EXERCISE DESCRIPTION
Render the stretch from the line containing "Note: mark the tall" through the end of the records as a two-column CSV with the columns text and answer. Give one row for each "Note:" line and its answer, with each field quoted and any line breaks turned into spaces.
* start THE DATA *
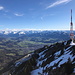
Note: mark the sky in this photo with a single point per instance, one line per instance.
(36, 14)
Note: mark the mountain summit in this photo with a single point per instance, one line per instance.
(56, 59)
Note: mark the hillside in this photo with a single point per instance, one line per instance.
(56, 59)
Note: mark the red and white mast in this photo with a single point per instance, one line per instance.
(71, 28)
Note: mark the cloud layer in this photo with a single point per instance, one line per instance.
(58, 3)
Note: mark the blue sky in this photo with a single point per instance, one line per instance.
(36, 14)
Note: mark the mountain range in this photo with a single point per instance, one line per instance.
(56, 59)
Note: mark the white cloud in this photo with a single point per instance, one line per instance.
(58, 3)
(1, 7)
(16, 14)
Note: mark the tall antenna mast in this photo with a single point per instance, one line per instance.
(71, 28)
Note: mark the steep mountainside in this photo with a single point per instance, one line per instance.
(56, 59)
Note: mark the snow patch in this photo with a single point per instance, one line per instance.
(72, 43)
* end THE DATA *
IN RESPONSE
text,answer
"Note: mark the tall antenna mast in this photo with a single point per instance, one line per instance.","(71, 28)"
"Note: mark the steep mountainside in this photo with a single point per instance, one line per instance.","(56, 59)"
"Note: mark the snow patch in this photo with a single point per instance, one line per instance.","(72, 43)"